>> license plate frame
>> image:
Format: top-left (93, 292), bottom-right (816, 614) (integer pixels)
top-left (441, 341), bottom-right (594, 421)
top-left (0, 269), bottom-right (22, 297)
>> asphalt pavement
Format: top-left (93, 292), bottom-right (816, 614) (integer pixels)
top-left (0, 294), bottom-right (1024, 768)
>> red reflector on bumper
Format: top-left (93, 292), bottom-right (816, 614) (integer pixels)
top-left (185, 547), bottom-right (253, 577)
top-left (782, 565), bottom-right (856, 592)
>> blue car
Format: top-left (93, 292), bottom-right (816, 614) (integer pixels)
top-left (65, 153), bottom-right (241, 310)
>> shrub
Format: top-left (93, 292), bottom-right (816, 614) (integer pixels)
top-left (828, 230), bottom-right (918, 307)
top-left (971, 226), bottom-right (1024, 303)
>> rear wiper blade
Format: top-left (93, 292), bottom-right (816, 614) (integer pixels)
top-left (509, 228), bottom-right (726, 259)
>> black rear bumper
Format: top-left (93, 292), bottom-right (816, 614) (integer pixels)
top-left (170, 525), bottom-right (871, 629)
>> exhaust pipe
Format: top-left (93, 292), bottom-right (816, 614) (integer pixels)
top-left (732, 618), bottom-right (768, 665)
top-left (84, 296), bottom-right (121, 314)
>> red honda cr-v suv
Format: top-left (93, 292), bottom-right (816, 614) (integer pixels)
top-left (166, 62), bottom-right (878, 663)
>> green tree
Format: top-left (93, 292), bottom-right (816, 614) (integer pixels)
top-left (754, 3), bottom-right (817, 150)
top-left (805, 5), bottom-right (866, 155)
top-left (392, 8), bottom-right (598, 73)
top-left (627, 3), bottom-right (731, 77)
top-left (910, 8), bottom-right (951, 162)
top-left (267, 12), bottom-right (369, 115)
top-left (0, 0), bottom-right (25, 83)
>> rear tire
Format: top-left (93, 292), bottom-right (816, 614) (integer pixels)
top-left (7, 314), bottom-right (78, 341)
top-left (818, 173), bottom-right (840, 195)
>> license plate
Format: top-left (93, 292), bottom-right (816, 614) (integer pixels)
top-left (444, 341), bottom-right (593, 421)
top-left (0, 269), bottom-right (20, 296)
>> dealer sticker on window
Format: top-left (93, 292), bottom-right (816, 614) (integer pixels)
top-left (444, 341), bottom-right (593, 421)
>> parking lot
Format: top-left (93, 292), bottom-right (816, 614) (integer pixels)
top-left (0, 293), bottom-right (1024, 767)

· · · · ·

**WHAT IS BEING ASKED:**
Copy word for word the lines from the one containing "honda cr-v suv" up to and including the one containing "top-left (166, 62), bottom-right (878, 663)".

**TASK OUTPUT:**
>> red honda cr-v suv
Format: top-left (93, 292), bottom-right (816, 614) (integer pixels)
top-left (166, 62), bottom-right (878, 663)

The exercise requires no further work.